### Exercise instructions
What lines of the material below hold the string "coordinates"? Copy them out.

### Data listing
((

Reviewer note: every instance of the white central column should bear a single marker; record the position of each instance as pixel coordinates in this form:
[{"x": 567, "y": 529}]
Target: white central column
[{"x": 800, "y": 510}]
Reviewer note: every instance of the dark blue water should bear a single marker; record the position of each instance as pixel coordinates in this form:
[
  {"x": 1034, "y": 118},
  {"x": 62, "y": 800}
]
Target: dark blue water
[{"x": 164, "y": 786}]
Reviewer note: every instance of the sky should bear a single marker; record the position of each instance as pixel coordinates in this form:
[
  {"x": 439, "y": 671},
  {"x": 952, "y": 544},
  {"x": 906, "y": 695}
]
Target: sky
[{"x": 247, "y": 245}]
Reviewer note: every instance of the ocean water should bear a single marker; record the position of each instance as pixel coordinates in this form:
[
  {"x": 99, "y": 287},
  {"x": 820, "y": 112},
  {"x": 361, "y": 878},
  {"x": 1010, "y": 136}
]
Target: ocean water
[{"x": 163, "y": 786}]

))
((

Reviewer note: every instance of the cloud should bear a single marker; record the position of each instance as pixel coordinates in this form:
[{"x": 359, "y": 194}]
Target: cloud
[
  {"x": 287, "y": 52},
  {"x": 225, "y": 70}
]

))

### Expected output
Reviewer note: every instance of the white central column should bear a single marker; record the position of each instance as pixel coordinates in this form:
Reviewer note: every instance of the dark blue water should bear a single marker; record the position of each instance as pixel coordinates in this form:
Reviewer note: every instance of the sky should bear a single marker; record the position of each instance as pixel coordinates in this form:
Reviewer note: every instance of the ocean water should bear a single marker; record the position of each instance as pixel coordinates in this form:
Reviewer note: every instance of the cloud should bear a single marker; record the position of each instance as pixel coordinates in this form:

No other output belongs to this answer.